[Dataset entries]
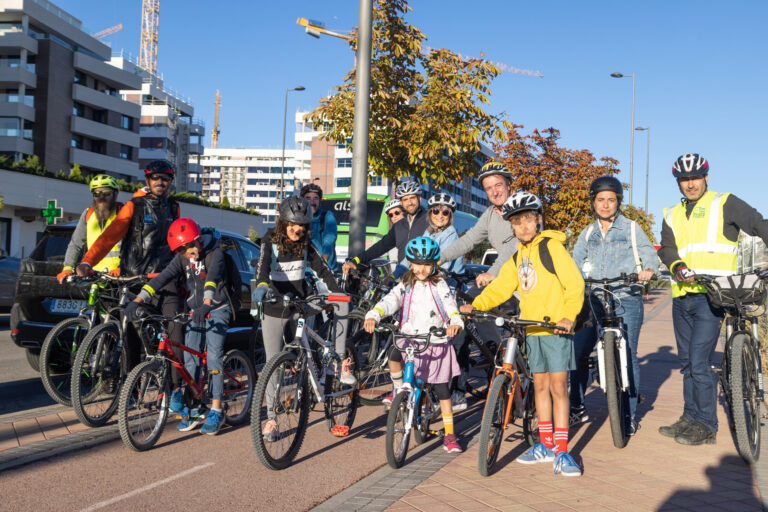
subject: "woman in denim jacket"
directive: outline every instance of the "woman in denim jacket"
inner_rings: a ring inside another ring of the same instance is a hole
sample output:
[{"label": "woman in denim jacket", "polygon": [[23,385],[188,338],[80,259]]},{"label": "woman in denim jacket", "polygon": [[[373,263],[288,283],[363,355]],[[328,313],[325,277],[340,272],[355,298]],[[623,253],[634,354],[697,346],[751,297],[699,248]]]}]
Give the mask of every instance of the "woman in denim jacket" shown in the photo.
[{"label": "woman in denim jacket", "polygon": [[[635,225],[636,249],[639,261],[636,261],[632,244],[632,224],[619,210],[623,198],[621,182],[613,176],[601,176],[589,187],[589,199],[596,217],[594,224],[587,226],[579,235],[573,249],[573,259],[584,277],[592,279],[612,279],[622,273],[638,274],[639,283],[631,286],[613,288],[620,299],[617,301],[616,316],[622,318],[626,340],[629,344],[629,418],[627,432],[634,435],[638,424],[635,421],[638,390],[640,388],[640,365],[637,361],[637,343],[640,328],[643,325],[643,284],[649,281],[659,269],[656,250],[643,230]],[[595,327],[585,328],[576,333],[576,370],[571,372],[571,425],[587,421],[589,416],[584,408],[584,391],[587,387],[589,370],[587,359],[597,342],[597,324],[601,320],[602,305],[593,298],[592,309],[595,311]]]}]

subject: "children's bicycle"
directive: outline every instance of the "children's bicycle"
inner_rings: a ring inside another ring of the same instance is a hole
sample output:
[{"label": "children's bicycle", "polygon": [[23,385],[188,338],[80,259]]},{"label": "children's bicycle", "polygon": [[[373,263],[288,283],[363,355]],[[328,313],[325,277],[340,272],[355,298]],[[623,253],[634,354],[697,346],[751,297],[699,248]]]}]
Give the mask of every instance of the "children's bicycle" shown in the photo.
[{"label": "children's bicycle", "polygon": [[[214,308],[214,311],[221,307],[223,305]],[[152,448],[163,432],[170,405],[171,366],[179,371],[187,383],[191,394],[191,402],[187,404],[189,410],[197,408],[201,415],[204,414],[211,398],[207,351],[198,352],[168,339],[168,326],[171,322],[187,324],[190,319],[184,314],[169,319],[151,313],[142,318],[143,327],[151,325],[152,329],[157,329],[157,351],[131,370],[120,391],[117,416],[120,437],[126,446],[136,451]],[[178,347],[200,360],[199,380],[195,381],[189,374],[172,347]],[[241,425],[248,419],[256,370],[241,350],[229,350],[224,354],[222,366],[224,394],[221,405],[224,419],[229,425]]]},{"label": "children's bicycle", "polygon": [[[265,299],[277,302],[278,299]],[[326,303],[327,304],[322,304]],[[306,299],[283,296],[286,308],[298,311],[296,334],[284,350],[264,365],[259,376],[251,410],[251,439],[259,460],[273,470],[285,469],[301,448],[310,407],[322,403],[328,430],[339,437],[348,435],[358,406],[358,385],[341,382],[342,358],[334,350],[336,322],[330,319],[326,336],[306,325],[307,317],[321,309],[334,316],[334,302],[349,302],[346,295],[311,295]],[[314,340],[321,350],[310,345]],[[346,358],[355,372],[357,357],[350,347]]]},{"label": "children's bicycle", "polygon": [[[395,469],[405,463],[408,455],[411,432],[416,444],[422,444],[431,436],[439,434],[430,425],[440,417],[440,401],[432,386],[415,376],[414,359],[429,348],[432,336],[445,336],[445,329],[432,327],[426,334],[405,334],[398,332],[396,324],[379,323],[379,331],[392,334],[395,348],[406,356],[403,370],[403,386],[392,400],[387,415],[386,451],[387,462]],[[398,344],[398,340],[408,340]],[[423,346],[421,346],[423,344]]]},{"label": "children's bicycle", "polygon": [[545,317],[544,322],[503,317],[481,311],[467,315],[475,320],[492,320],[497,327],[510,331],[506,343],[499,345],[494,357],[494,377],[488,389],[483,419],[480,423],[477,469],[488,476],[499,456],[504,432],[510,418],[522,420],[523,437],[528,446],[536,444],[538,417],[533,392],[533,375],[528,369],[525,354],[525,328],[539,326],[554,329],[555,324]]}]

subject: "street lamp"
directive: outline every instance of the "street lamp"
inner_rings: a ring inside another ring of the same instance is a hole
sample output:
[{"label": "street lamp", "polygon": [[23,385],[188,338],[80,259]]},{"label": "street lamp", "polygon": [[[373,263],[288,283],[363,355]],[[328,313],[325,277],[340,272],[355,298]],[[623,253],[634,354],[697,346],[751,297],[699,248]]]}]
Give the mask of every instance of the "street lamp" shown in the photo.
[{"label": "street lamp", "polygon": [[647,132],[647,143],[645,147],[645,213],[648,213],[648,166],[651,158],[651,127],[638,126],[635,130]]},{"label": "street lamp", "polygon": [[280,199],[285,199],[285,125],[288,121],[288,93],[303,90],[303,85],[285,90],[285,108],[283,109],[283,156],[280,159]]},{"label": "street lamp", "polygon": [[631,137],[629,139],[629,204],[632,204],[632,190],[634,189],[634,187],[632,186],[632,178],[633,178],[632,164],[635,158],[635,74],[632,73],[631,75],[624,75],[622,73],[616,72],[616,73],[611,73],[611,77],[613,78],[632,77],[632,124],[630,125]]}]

> _Your instructions_:
Gather up, from the records above, each line where the word "subject" appears.

> _Exercise response_:
subject: "woman in denim jacket"
subject: "children's bicycle"
subject: "street lamp"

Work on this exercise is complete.